ADATA's Ultimate SU800 is their first SSD to use 3D NAND and the first 3D NAND SSD from a company that doesn't manufacture their own NAND flash memory. The SU800 pairs Micron's 3D TLC NAND with Silicon Motion's SM2258 controller to produce an entry-level consumer SATA SSD, available in both 2.5" and M.2 form factors.

We've previously reviewed the Silicon Motion SM2258 controller in the Intel SSD 540s, which uses SK Hynix 16nm TLC NAND. We also had the opportunity to test an SM2258 engineering sample/reference design from Silicon Motion that used the same Micron 3D TLC but earlier firmware and different overprovisioning settings. Silicon Motion's controllers are known for low cost and low power, and it's worth noting that their SATA SSD controllers are one of the few remaining single-core designs.

Micron's 3D TLC is the first 3D NAND to hit the open market in high volume and with reasonable cost. For the moment, Micron's 3D NAND is the only viable option for most SSD manufacturers looking to move beyond planar NAND. Samsung is keeping almost all of their 3D NAND for their own very successful SSDs. Toshiba and SK Hynix are technically shipping 3D NAND but in limited supply and the poor cost effectiveness have prevented any third parties from adopting it for commercial SSDs. Toshiba and SK Hynix each have at least one or two token models in the supply chain using their 3D NAND, but still no mass-market consumer or retail availability. (Toshiba and SK Hynix have seen more success in the smartphone and memory card markets, where performance requirements are lower and the large die sizes of Micron's 3D NAND are a problem.)

Micron's only consumer SSD with 3D NAND so far is the Crucial MX300, and Intel has released their SSD 600p, both using the Intel/Micron 32-layer 384Gb 3D TLC NAND flash.  The Crucial MX300 has been quite successful, with acceptable mainstream performance, great pricing, and great power efficiency. The Intel 600p is the most affordable NVMe SSD on the market and it offers real-world performance that exceeds any SATA SSD. That leaves plenty of room in the market for other models with 3D NAND, and plenty of interest from consumers seeking the benefits of 3D NAND.

Micron's 32-layer 3D TLC NAND has a capacity of 384Gb (48GB) per die. This odd capacity means that while the SU800 has typical usable capacities like 128GB and 512GB, the die counts and raw flash capacities aren't powers of two. The 128GB SU800 has just three packages with one die each for a raw capacity of 144GiB. The 256GB and 512GB SU800s use three and six dual-die flash packages, respectively. Since the SM2258 controller has four channels for communicating with NAND, the smallest SU800 cannot make full use of the controller's capability and has reduced performance as a result. The larger capacity SU800 variants are rated to mostly saturate SATA on sequential transfers.

§ **Supplied data**
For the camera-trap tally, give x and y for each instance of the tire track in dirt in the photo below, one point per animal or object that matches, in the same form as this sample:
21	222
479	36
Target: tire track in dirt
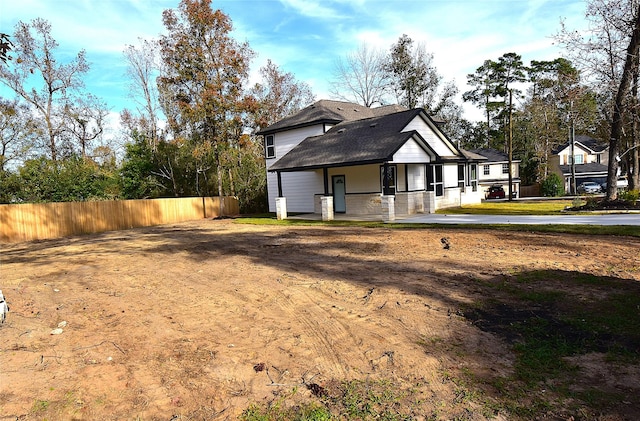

§ **Written instruction**
Translate this sentence from the ADATA SU800 text into Spanish: "Micron's 32-layer 3D TLC NAND has a capacity of 384Gb (48GB) per die."

§ **Response to the task**
La memoria NAND 3D TLC de 32 capas de Micron tiene una capacidad de 384Gb (48GB) por dado.